Your answer should be every line with the word "like", copied from the data below.

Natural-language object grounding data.

···

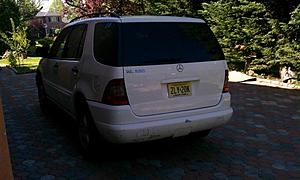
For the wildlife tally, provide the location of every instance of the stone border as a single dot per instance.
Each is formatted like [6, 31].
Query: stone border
[273, 83]
[5, 163]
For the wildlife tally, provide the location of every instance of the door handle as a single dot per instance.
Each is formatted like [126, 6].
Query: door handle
[75, 71]
[55, 65]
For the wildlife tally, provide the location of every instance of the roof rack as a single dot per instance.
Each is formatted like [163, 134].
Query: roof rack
[97, 14]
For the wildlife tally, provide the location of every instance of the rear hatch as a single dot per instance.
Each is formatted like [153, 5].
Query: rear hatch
[171, 67]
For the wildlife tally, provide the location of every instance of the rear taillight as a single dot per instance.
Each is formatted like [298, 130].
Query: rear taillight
[226, 83]
[115, 93]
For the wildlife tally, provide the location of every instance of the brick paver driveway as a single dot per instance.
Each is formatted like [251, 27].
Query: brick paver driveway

···

Exercise result.
Each is formatted like [6, 31].
Each is formatted like [126, 6].
Each is formatted like [163, 134].
Each is formatted like [153, 5].
Each is formatted like [298, 130].
Each is formatted like [251, 27].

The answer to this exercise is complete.